Article —
Samaras told the German daily Bild Wednesday that Greece needed "a little breathing space" to make spending cuts and reforms that are a condition for the next tranche of a 130-billion-euro ($161-billion) bailout.

In return for the 31.5 billion-euro installment, Athens has committed to 11.5 billion euros of spending cuts for 2013 and 2014, a period that Samaras wants to extend by two years.

"As regards the lengthening of the adjustment period, it will depend on the findings of the troika mission," Juncker said referring to auditors from the European Commission, European Central Bank and International Monetary Fund.

In another German newspaper Thursday, the Greek leader pledged his country would repay the aid it has received to keep it afloat and fulfil its commitments.

And in French daily Le Monde, he also warned Greece's exit from the euro would start a devastating domino effect that would hit other members of the common currency.

Europe is experiencing one of its worst crises, Merkel said in a video message Thursday.

"This crisis has built up over many years and will therefore take a long time to overcome. It will be difficult," she said.

"But I am deeply convinced that at the end of this path, we will have a sustainable and strengthened eurozone and European Union."

The foreign ministers of Germany and the three Baltic states have jointly warned the debt crisis risks splitting Europe between north and south in an echo of the Cold War division.

Tasks —
#1 How would you restate the paragraph beginning "In return for the 31.5 billion-euro installment" in the Greek bailout article more briefly while keeping its main facts?
#2 Which people are mentioned by name in the article on the Greek bailout?
#3 Could you carry the article on the Greek bailout forward from its last sentence?

Listing —
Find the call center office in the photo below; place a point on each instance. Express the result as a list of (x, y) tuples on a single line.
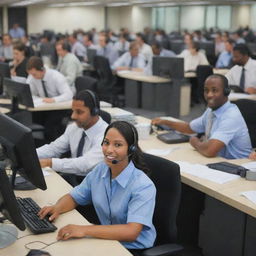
[(135, 16)]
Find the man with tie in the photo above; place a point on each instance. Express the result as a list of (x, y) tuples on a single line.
[(82, 138), (243, 74), (132, 60), (47, 84), (226, 133)]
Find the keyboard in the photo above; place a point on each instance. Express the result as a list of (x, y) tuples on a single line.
[(29, 210), (173, 137), (229, 168)]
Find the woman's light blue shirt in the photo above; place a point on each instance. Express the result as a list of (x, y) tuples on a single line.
[(130, 197)]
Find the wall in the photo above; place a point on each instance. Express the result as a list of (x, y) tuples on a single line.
[(64, 19)]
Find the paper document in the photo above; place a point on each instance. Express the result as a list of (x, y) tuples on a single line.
[(205, 172), (251, 195), (161, 152)]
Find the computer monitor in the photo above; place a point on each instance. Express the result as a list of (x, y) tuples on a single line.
[(91, 53), (10, 210), (168, 67), (19, 93), (4, 72), (19, 150)]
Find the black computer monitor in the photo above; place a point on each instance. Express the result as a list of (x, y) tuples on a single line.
[(19, 149), (4, 72), (168, 67), (10, 210), (19, 93), (91, 53)]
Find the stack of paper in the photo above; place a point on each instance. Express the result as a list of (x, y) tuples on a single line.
[(205, 172)]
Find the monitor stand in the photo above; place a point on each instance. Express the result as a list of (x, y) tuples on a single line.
[(8, 235)]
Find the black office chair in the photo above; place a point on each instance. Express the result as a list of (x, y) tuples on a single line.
[(166, 177), (202, 72), (105, 116), (85, 82), (248, 111), (108, 89)]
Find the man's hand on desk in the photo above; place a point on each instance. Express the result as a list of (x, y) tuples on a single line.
[(48, 100), (46, 162), (250, 90)]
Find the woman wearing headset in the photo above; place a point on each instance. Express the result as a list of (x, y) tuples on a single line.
[(122, 194)]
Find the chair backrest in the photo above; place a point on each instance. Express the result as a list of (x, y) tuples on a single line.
[(248, 111), (166, 177), (202, 72), (102, 66), (105, 116), (85, 82)]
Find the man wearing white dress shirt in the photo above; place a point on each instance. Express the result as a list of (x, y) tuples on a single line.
[(47, 84), (131, 60), (82, 138), (243, 74)]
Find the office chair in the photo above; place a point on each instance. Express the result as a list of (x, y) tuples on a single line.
[(105, 116), (202, 72), (248, 111), (85, 82), (108, 89), (166, 177)]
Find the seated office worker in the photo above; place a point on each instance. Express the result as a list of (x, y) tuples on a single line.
[(121, 192), (82, 138), (132, 60), (47, 84), (243, 74), (226, 133)]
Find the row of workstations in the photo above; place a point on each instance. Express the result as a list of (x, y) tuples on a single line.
[(222, 220)]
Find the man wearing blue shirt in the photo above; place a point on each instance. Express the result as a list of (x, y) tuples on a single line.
[(226, 133)]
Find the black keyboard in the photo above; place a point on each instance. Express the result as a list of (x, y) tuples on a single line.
[(229, 168), (29, 210)]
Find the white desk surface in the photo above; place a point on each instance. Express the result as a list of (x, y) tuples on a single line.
[(54, 106), (228, 192), (140, 76), (77, 247), (4, 110)]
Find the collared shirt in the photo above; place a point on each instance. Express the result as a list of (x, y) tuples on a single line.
[(71, 67), (229, 127), (109, 52), (125, 60), (234, 74), (92, 153), (130, 197), (78, 49), (192, 61), (224, 60), (167, 53), (55, 83)]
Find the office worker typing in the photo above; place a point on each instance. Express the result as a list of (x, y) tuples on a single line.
[(82, 138), (47, 84), (121, 192), (243, 74), (226, 133)]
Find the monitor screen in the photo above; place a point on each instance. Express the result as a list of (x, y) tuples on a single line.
[(4, 72), (19, 93), (10, 210), (168, 67), (19, 149)]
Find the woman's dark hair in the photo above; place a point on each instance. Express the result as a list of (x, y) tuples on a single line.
[(129, 132), (37, 253)]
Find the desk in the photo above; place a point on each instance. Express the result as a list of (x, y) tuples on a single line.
[(156, 93), (78, 247), (4, 110), (224, 217)]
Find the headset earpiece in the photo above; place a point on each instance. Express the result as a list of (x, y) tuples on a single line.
[(96, 110)]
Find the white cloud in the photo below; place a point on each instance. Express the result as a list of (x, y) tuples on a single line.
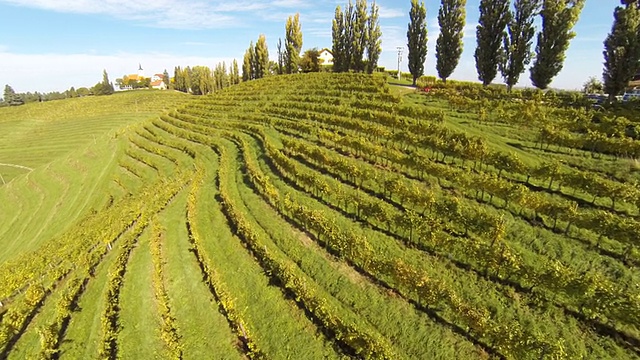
[(58, 72), (180, 14), (389, 13), (177, 14)]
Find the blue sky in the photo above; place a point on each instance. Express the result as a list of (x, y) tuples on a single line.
[(49, 45)]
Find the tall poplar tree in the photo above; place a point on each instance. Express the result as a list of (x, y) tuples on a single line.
[(338, 36), (235, 73), (349, 37), (417, 39), (558, 18), (293, 44), (374, 38), (451, 19), (621, 50), (247, 64), (280, 57), (166, 79), (261, 57), (518, 40), (489, 35)]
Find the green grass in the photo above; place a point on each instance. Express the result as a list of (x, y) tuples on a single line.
[(85, 155), (283, 331), (201, 335), (140, 320)]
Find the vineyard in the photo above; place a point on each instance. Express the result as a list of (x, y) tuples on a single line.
[(327, 216)]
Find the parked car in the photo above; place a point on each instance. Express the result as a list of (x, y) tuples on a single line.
[(597, 98), (633, 94)]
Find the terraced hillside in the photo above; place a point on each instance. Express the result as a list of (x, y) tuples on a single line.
[(322, 216)]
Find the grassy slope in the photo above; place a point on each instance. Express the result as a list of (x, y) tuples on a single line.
[(76, 155), (73, 145)]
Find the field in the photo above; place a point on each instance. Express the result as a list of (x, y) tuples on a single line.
[(318, 216)]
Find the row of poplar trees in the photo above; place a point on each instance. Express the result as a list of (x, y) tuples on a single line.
[(504, 37), (356, 32), (256, 59), (202, 80), (622, 48)]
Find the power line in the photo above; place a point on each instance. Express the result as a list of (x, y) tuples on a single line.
[(400, 49)]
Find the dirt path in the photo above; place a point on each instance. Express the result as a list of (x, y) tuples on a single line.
[(17, 166)]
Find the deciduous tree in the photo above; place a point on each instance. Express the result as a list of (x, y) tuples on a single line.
[(417, 39), (293, 44), (338, 37), (261, 57), (310, 61), (248, 64), (360, 35), (489, 36), (621, 50), (451, 19), (558, 18), (374, 38), (518, 40)]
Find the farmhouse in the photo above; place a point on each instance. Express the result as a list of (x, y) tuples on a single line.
[(136, 81)]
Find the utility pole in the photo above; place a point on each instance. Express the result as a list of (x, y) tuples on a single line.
[(399, 48)]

Expected responses —
#1 To receive the 31.5-billion-euro installment, Athens has pledged 11.5 billion euros in spending cuts for 2013 and 2014, and Samaras wants that period extended by two years.

#2 Samaras, Juncker, Merkel

#3
The chancellor, entering the countdown to elections by October 2013, faces resistance at home to granting Greece more aid after nearly three years of the eurozone lurching from one crisis to another.

But at the helm of Europe's effective paymaster, she has been under pressure to chart decisive action to shake off the debt crisis, inspire confidence in the markets and keep the bloc intact.

"It is about Europe as a whole this week, this is the spirit that guides me in my talks with the French president," Merkel said Wednesday.

Her relations with the new French president got off to a strained start as Merkel's insistence on austerity to fight the crisis was at odds with Hollande's emphasis on favouring growth measures.

They are due to give statements without taking questions at around 1700 GMT before a working dinner, where they were also expected to discuss the crisis in Syria.